▶ _DATASET ENTRIES_
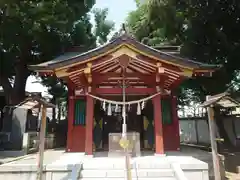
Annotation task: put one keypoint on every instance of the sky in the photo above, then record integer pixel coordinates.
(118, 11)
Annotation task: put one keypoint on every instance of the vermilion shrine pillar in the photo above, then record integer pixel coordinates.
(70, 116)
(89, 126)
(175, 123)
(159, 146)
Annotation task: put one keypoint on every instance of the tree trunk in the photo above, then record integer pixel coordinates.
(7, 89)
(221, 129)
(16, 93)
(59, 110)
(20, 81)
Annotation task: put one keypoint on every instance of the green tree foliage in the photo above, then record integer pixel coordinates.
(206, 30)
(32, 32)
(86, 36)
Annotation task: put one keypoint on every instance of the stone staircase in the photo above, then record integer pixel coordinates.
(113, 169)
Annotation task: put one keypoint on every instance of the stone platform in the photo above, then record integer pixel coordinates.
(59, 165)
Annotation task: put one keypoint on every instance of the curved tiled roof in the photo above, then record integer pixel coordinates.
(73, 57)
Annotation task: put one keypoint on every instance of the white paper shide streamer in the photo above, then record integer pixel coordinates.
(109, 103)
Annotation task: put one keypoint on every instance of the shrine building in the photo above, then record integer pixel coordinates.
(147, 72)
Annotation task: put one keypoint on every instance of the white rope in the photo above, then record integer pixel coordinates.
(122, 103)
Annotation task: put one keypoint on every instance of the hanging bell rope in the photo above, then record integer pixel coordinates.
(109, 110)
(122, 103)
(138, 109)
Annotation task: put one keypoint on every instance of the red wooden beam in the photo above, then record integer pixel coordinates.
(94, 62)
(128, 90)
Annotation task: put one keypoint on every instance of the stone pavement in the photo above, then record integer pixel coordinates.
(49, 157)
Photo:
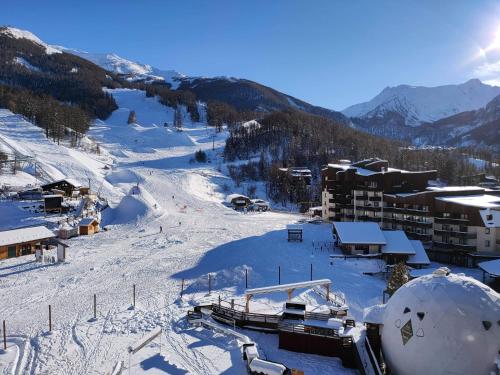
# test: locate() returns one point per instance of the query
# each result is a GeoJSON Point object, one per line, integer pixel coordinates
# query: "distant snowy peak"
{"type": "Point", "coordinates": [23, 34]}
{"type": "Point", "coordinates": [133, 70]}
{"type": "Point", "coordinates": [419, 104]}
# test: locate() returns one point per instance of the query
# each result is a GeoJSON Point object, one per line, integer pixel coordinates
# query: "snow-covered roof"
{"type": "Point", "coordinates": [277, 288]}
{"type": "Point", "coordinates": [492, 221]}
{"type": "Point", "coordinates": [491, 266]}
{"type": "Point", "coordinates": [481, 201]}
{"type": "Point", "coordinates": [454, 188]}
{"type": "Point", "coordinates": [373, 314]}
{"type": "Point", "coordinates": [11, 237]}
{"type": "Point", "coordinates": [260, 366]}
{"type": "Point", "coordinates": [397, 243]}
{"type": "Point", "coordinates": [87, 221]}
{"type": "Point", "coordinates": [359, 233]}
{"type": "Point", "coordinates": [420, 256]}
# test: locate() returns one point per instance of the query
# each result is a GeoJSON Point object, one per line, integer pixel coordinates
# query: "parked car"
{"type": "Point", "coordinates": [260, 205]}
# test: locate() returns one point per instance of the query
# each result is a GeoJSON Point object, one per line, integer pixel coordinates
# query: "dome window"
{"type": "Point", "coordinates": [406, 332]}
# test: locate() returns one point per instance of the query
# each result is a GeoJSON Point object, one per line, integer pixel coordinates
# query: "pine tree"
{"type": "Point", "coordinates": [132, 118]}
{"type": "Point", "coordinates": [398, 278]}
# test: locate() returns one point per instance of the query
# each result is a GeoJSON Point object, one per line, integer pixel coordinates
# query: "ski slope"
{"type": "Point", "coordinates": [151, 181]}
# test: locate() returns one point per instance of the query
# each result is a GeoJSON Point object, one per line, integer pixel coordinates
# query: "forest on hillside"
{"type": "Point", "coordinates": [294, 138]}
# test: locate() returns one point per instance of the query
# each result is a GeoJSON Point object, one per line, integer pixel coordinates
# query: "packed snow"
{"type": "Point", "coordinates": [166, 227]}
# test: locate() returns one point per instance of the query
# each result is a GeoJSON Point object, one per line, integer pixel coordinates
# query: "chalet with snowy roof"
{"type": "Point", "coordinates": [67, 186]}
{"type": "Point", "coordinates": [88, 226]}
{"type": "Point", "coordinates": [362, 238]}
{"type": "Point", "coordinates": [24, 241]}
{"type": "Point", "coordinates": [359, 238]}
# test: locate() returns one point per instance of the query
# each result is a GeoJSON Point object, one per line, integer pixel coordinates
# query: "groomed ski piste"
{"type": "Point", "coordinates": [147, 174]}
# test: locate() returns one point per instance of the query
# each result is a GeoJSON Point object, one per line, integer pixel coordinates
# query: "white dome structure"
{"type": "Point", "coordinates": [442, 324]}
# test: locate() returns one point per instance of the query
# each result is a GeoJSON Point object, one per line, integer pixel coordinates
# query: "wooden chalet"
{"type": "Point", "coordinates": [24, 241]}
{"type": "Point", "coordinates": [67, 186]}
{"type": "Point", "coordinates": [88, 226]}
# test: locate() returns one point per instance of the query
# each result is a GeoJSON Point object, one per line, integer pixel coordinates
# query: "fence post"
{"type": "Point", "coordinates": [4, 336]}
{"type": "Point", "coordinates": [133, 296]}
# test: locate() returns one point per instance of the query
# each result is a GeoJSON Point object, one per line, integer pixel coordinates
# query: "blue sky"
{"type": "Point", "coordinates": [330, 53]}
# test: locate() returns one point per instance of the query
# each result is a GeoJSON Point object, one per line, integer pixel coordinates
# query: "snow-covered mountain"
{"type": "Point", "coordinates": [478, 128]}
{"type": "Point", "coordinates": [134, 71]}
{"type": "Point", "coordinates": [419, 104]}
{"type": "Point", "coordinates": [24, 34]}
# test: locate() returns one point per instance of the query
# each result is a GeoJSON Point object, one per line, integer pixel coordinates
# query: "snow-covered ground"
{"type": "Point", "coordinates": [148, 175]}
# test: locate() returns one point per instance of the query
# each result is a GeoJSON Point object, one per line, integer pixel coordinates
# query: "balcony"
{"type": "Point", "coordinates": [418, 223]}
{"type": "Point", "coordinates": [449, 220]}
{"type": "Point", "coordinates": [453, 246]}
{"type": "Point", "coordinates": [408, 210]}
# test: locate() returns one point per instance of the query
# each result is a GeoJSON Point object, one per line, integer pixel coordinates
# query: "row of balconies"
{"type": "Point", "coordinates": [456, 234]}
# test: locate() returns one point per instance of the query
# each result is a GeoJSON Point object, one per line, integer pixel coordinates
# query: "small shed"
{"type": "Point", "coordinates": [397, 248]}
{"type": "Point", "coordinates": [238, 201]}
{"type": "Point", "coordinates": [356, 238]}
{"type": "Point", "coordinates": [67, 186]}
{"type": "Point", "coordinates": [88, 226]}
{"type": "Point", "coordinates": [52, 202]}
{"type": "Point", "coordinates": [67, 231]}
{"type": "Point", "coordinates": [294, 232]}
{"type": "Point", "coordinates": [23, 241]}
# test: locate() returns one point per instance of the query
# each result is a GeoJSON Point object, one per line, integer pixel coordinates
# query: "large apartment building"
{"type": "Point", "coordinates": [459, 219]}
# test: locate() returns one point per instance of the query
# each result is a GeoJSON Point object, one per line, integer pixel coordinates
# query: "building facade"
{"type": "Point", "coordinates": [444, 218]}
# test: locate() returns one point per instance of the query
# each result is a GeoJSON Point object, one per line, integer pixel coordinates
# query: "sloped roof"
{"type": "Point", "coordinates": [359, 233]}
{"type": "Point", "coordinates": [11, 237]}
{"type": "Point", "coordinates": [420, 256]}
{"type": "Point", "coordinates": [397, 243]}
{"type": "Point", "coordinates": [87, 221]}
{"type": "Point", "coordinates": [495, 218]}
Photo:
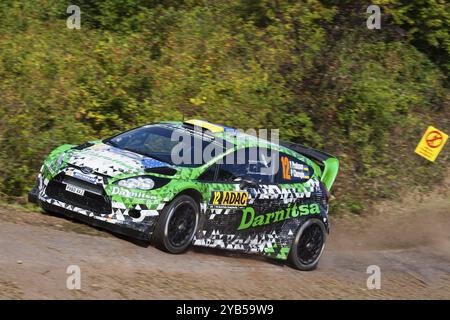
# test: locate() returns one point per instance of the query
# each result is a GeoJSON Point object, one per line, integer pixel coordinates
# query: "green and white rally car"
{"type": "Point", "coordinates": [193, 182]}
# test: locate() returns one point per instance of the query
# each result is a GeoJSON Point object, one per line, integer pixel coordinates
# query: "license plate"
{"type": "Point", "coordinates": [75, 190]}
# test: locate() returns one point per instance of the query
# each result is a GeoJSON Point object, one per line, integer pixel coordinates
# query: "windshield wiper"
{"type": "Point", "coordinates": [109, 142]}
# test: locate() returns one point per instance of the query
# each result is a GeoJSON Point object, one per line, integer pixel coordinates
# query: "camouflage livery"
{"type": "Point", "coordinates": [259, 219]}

▶ _SHORT PROBLEM_
From the rows above, copy every line that contains the string "building". Case counts.

▶ _THE SOLUTION_
Annotation task: put one keypoint on every instance of the shrine building in the photo above, then record integer pixel coordinates.
# query: "large apartment building"
# query: "building facade"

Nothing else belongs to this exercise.